[Entries from a pointing dataset]
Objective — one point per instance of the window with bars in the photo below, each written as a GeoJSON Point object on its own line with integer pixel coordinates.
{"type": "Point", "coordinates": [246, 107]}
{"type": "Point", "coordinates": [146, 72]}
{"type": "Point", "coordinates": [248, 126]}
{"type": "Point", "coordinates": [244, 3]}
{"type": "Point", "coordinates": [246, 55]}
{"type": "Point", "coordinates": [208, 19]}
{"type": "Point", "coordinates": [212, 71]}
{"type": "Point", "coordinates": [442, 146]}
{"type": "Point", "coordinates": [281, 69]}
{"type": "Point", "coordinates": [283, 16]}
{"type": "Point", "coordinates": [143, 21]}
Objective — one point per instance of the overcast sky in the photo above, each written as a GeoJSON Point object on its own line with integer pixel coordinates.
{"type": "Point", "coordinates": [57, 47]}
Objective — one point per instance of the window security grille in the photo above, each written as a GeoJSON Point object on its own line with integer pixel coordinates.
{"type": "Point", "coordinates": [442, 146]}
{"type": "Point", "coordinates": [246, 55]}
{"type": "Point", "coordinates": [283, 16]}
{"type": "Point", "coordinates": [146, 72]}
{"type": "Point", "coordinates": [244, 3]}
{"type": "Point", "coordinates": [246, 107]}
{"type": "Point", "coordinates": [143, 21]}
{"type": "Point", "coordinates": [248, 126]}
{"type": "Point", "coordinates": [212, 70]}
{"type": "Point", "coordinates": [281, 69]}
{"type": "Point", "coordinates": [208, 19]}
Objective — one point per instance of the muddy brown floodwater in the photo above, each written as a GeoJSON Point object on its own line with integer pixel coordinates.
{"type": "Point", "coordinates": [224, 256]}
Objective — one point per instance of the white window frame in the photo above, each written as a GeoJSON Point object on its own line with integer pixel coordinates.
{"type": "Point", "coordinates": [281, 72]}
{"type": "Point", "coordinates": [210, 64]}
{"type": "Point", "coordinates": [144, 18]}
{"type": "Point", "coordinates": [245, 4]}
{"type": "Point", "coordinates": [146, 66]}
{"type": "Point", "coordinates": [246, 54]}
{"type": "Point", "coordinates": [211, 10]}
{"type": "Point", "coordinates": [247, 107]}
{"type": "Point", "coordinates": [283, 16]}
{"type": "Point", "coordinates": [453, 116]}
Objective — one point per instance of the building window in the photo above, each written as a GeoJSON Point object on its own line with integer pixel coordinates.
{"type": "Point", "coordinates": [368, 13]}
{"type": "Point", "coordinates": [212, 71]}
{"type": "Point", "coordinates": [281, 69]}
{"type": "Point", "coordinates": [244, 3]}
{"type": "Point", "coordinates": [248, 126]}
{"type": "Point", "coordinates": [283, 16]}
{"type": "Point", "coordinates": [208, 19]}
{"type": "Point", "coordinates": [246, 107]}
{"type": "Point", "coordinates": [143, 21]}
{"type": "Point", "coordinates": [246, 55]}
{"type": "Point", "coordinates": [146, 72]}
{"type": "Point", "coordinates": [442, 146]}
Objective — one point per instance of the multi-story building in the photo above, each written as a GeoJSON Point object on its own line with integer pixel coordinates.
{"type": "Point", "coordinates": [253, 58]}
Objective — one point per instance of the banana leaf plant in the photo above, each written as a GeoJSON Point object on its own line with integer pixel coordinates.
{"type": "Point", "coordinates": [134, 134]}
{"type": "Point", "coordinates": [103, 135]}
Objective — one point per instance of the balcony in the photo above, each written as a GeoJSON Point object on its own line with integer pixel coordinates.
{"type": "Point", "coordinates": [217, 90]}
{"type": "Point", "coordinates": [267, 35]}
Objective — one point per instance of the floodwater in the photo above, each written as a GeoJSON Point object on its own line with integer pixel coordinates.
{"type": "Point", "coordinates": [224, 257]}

▸ **Job**
Can you give every line of the entries above as a JSON list of strings, one string per line, leaving out any blank lines?

▸ **The solution**
[
  "Objective — one point per instance of the window with bars in the photo below, each written as a GeoJSON Point object on its own line with integer pixel coordinates.",
  "{\"type\": \"Point\", \"coordinates\": [246, 107]}",
  "{\"type\": \"Point\", \"coordinates\": [146, 72]}",
  "{\"type\": \"Point\", \"coordinates\": [248, 126]}",
  "{\"type\": \"Point\", \"coordinates\": [244, 3]}",
  "{\"type\": \"Point\", \"coordinates\": [246, 55]}",
  "{\"type\": \"Point\", \"coordinates\": [208, 19]}",
  "{\"type\": \"Point\", \"coordinates\": [212, 71]}",
  "{\"type\": \"Point\", \"coordinates\": [442, 146]}",
  "{\"type\": \"Point\", \"coordinates\": [281, 69]}",
  "{\"type\": \"Point\", \"coordinates\": [283, 16]}",
  "{\"type\": \"Point\", \"coordinates\": [143, 21]}",
  "Objective — one point per instance of the overcast sky in the photo above, each written as a GeoJSON Point object on its own line with integer pixel coordinates.",
  "{\"type\": \"Point\", \"coordinates\": [57, 47]}",
  "Objective — one point per instance of the window security grille in the photo above, each written as a GeoJSON Point object on its own line with integer pixel coordinates.",
  "{\"type\": \"Point\", \"coordinates\": [442, 146]}",
  "{\"type\": \"Point\", \"coordinates\": [246, 55]}",
  "{\"type\": \"Point\", \"coordinates\": [283, 16]}",
  "{\"type\": \"Point\", \"coordinates\": [146, 72]}",
  "{\"type\": \"Point\", \"coordinates\": [244, 3]}",
  "{\"type\": \"Point\", \"coordinates\": [246, 107]}",
  "{\"type\": \"Point\", \"coordinates\": [143, 21]}",
  "{\"type\": \"Point\", \"coordinates\": [248, 126]}",
  "{\"type\": \"Point\", \"coordinates\": [212, 70]}",
  "{\"type\": \"Point\", \"coordinates\": [281, 69]}",
  "{\"type\": \"Point\", \"coordinates\": [208, 19]}",
  "Objective — one point per instance of the muddy brown floodwater in the photo above, each written as a GeoJSON Point object on its own line with integer pixel coordinates.",
  "{\"type\": \"Point\", \"coordinates\": [224, 256]}",
  "Objective — one point per instance of the white window frame in the photo above, each written as a GeoJSON Point object on its own line with integer pixel coordinates.",
  "{\"type\": \"Point\", \"coordinates\": [281, 72]}",
  "{\"type\": \"Point\", \"coordinates\": [210, 64]}",
  "{\"type\": \"Point\", \"coordinates\": [144, 18]}",
  "{\"type\": \"Point\", \"coordinates\": [245, 4]}",
  "{\"type\": \"Point\", \"coordinates\": [146, 66]}",
  "{\"type\": \"Point\", \"coordinates\": [246, 54]}",
  "{\"type\": \"Point\", \"coordinates\": [211, 10]}",
  "{\"type\": \"Point\", \"coordinates\": [247, 107]}",
  "{\"type\": \"Point\", \"coordinates\": [283, 16]}",
  "{\"type\": \"Point\", \"coordinates\": [453, 116]}",
  "Objective — one point per instance of the building window in the photo above, each written as a GeoJSON Point object on its own line with integer pixel coordinates.",
  "{\"type\": \"Point\", \"coordinates\": [368, 13]}",
  "{\"type\": \"Point\", \"coordinates\": [212, 71]}",
  "{\"type\": \"Point\", \"coordinates\": [281, 69]}",
  "{\"type\": \"Point\", \"coordinates\": [244, 3]}",
  "{\"type\": \"Point\", \"coordinates\": [248, 126]}",
  "{\"type\": \"Point\", \"coordinates\": [283, 16]}",
  "{\"type\": \"Point\", \"coordinates\": [208, 19]}",
  "{\"type\": \"Point\", \"coordinates\": [246, 107]}",
  "{\"type\": \"Point\", \"coordinates\": [143, 21]}",
  "{\"type\": \"Point\", \"coordinates\": [246, 55]}",
  "{\"type\": \"Point\", \"coordinates\": [146, 72]}",
  "{\"type\": \"Point\", \"coordinates\": [442, 146]}",
  "Objective — one point per instance of the multi-story building in the photo above, each written as a GeoJSON Point object on its own line with integer pixel coordinates.",
  "{\"type\": \"Point\", \"coordinates\": [253, 58]}",
  "Objective — one point per instance of the banana leaf plant in the photo above, each written as a GeoJSON Point object on its own line with integer pixel coordinates.",
  "{\"type\": \"Point\", \"coordinates\": [134, 134]}",
  "{\"type\": \"Point\", \"coordinates\": [103, 135]}",
  "Objective — one point per instance of the balcony in the photo above, each written as a GeoJSON Point object on its own line with integer pixel coordinates.",
  "{\"type\": \"Point\", \"coordinates\": [217, 90]}",
  "{\"type\": \"Point\", \"coordinates\": [267, 35]}",
  "Objective — one point per instance of the floodwater in the photo above, each written as a GeoJSON Point object on its own line with integer pixel coordinates.",
  "{\"type\": \"Point\", \"coordinates\": [224, 257]}"
]